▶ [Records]

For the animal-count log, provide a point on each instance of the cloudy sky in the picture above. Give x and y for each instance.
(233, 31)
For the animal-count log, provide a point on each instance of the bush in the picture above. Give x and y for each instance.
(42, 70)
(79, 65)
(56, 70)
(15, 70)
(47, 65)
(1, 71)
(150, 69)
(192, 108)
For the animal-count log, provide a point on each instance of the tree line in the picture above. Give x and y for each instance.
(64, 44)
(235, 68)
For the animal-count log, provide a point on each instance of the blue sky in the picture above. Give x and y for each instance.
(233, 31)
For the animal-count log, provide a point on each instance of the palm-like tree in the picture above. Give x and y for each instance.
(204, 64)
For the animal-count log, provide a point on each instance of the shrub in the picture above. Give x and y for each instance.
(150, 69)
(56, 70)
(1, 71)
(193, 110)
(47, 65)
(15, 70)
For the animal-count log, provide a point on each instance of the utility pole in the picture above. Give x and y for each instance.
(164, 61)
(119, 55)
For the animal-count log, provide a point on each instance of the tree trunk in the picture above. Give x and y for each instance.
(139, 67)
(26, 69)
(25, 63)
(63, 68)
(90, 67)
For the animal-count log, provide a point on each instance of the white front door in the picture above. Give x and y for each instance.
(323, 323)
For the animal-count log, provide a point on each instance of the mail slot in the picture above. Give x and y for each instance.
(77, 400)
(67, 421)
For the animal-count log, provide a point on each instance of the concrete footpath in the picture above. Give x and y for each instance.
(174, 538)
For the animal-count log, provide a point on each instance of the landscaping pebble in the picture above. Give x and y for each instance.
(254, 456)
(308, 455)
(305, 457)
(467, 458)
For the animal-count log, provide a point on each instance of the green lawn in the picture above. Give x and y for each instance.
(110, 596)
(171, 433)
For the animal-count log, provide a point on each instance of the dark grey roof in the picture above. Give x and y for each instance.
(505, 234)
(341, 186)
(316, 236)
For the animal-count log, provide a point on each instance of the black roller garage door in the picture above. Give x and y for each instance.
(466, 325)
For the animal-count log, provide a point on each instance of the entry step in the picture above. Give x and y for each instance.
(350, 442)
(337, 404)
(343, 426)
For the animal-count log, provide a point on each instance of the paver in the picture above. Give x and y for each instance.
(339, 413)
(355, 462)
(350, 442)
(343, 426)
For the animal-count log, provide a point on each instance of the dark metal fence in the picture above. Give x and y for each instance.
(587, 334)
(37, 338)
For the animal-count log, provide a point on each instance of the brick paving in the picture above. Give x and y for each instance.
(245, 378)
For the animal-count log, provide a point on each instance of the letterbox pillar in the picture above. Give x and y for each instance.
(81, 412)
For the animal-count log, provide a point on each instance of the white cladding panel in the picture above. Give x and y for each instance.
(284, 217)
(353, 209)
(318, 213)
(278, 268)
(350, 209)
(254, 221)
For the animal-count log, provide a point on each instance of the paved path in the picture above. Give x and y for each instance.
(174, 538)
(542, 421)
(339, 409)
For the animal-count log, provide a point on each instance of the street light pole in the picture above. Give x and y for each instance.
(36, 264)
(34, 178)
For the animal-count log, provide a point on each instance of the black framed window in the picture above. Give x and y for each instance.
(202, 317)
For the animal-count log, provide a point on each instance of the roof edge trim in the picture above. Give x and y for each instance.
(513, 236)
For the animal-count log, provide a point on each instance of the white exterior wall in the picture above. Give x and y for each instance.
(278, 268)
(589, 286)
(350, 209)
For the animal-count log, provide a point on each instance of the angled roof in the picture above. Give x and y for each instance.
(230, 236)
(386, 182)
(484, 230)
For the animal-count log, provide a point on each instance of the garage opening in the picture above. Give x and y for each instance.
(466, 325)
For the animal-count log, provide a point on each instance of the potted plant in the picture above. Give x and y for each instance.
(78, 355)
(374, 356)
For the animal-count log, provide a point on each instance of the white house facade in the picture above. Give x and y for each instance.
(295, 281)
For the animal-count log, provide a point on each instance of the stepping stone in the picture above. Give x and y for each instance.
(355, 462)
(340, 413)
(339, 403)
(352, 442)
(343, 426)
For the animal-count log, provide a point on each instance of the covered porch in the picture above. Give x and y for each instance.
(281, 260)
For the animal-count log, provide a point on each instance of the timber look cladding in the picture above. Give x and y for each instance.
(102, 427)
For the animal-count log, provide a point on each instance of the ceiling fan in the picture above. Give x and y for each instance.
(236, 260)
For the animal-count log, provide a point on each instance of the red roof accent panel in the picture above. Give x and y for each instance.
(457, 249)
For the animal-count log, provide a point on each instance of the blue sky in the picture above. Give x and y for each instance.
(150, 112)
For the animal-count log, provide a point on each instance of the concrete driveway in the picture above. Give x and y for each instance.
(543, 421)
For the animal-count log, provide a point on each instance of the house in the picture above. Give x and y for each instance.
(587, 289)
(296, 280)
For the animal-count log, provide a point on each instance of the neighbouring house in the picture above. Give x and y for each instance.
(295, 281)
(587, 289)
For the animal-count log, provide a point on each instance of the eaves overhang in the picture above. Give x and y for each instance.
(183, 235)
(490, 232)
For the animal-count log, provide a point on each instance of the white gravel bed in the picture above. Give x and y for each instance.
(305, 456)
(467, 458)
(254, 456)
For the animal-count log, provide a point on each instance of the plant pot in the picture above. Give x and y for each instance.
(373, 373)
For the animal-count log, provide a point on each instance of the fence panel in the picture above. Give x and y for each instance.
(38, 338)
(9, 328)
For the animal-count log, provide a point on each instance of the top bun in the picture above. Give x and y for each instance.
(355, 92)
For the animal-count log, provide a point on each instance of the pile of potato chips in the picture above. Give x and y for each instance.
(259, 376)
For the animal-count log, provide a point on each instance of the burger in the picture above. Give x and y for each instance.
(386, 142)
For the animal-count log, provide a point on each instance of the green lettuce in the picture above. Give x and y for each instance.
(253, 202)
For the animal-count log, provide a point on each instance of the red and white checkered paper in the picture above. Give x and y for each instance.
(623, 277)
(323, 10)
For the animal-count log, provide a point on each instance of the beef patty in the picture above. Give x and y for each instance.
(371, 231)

▶ [Exercise prompt] Take the entries above and transcribe them exactly.

▶ [Response to this exercise]
For the animal-count log, provide a point on each instance of the cloudy sky in the picture above. Give x and y for each instance.
(233, 31)
For the animal-count log, provide a point on each instance of the bush in the picture above. Give x and y for each instance.
(42, 70)
(79, 65)
(56, 70)
(15, 70)
(47, 65)
(1, 71)
(150, 69)
(192, 108)
For the animal-count log, provide a point on each instance of the tree line in the picture above. Give x and y for each instance.
(64, 44)
(235, 68)
For the animal-count log, provide a point on each instance of the blue sky in the picture above. Give x and y for each instance.
(233, 31)
For the animal-count log, provide a point on each instance of the palm-like tree in the picture above. Give x and y for each instance.
(204, 64)
For the animal-count log, provide a point on each instance of the shrub in the picture above. Give x and y for each instance.
(150, 69)
(56, 70)
(1, 71)
(193, 110)
(47, 65)
(15, 70)
For the animal-count log, provide a point on each instance of the utility pole in the picture above. Give x and y for each instance.
(164, 61)
(119, 55)
For the animal-count log, provide a point on each instance of the tree trunk in the picture above. Give x and y for each instance.
(139, 67)
(26, 69)
(25, 63)
(63, 68)
(90, 67)
For the animal-count log, provide a point on each instance of the white front door in the picture above. Give x and y for each instance.
(323, 323)
For the animal-count log, provide a point on each instance of the mail slot in the picture above. Give x and y for each instance.
(77, 400)
(67, 421)
For the animal-count log, provide a point on each instance of the concrete footpath in the picture above. Give x and y for each instance.
(174, 538)
For the animal-count log, provide a point on each instance of the landscaping pebble in the picture above. Give x and y for each instance.
(254, 456)
(308, 455)
(305, 457)
(467, 458)
For the animal-count log, provide a point on each instance of the green lawn in the picture above. Give x and y for each instance.
(110, 596)
(171, 433)
For the animal-count log, provide a point on each instance of the dark grey roof in the picture above. Give x and y for each instance.
(505, 234)
(341, 186)
(316, 236)
For the animal-count log, provide a point on each instance of the black roller garage door in the picture above. Give x and y for each instance.
(466, 325)
For the animal-count log, provide a point on each instance of the entry step in the picture above. Give x and y for each instance.
(350, 442)
(337, 404)
(343, 426)
For the animal-count log, provide a point on each instance of the paver in the picture above. Give x and y for each instance.
(339, 413)
(355, 462)
(350, 442)
(343, 426)
For the animal-count log, provide a point on each instance of the dark metal fence in the picture above. Give x and y for each instance.
(587, 334)
(37, 338)
For the animal-count log, provide a point on each instance of the brick paving in the picture above. Give x and y for each instance.
(245, 378)
For the animal-count log, provide a point on each instance of the letterbox pillar in the picture above. Give x and y for each instance.
(81, 412)
For the animal-count log, provide a point on each instance of the white cladding panel in the picture above. Give x and y for each instance.
(284, 217)
(353, 209)
(318, 213)
(278, 268)
(350, 209)
(254, 221)
For the animal-count log, provide a point on each instance of the paved path in the picture above. Give x and y for each instance.
(174, 538)
(542, 421)
(339, 409)
For the animal-count log, provide a point on each instance of the street light pole in the picture above. Give x and y for each instance.
(36, 264)
(34, 178)
For the animal-count log, provide a point on each instance of the black framed window in the picture above. Give x and y for each instance.
(202, 317)
For the animal-count log, provide a point on each instance of the roof edge trim in the picture above. Give x and y for each instance.
(513, 236)
For the animal-count log, provide a point on each instance of the white exterior wall in the picture above. Give x and y for each instance.
(278, 268)
(589, 286)
(350, 209)
For the animal-count log, provide a point on each instance of the angled roof in the picture above. Give x and y for each instance.
(230, 236)
(386, 182)
(484, 230)
For the animal-count log, provide a point on each instance of the garage opening in the picture above. Give x and y for each instance.
(466, 325)
For the animal-count log, provide a point on each instance of the potted plant in the picture above. Give x and y for each instance.
(78, 355)
(374, 356)
For the animal-count log, provide a point on each instance of the white house facade in the picture above. Give x and y for each instance.
(295, 281)
For the animal-count log, provide a point on each instance of the stepping stone in the picture above. Give x and y for each instance.
(355, 462)
(340, 413)
(339, 403)
(352, 442)
(343, 426)
For the animal-count log, provide a point on each instance of the covered porch in the picture above. Give x and y for each instance.
(281, 260)
For the animal-count log, provide a point on each instance of the timber look cladding in the picture above. Give x and y for each instance.
(102, 427)
For the animal-count log, provide a point on each instance of the ceiling fan in the picture above. Give x and y for each instance.
(236, 260)
For the animal-count log, provide a point on each instance of the red roof accent panel in the picture above. Give x and y for each instance.
(457, 249)
For the animal-count log, provide a point on each instance of the blue sky in the picture above. Give x and y for each instance.
(150, 112)
For the animal-count log, provide a point on each instance of the concrete driveway in the picture above. Give x and y for each instance.
(543, 421)
For the animal-count log, provide a point on each instance of the house in the picture above. Give x and y for each instance.
(587, 289)
(296, 280)
For the animal-count log, provide a point on each instance of the neighbouring house in the picture above. Give x and y for each instance.
(295, 281)
(587, 289)
For the animal-count log, provide a point on each instance of the eaves overhang in the picture above. Give x and y for each instance.
(183, 235)
(490, 232)
For the animal-count log, provide a point on each instance of the white gravel bed in the picture above. Give x and y for each instance.
(305, 456)
(467, 458)
(254, 456)
For the animal-count log, provide a point on each instance of the plant pot in the picture above. Give x and y for each instance.
(373, 373)
For the animal-count log, provide a point on each instance of the fence panel in the picture above. Give x and y for each instance.
(38, 338)
(9, 328)
For the animal-count log, provide a point on each instance of the top bun in the picture above. Give x and y for each instance.
(355, 92)
For the animal-count log, provide a point on each instance of the pile of potato chips in the picture above. Give x and y for each instance.
(259, 376)
For the animal-count log, provide a point on each instance of the burger in the picture above. Give x and y for each instance.
(386, 142)
For the animal-count log, provide a point on each instance of the green lettuce in the picture above. Give x and y for each instance.
(253, 202)
For the animal-count log, provide a point on each instance of the red and white checkered paper in the picture above. Give x and y for each instance.
(623, 277)
(323, 10)
For the animal-count log, provide a point on each instance of the beef patty in the picture above. Give x and y for each instance.
(371, 231)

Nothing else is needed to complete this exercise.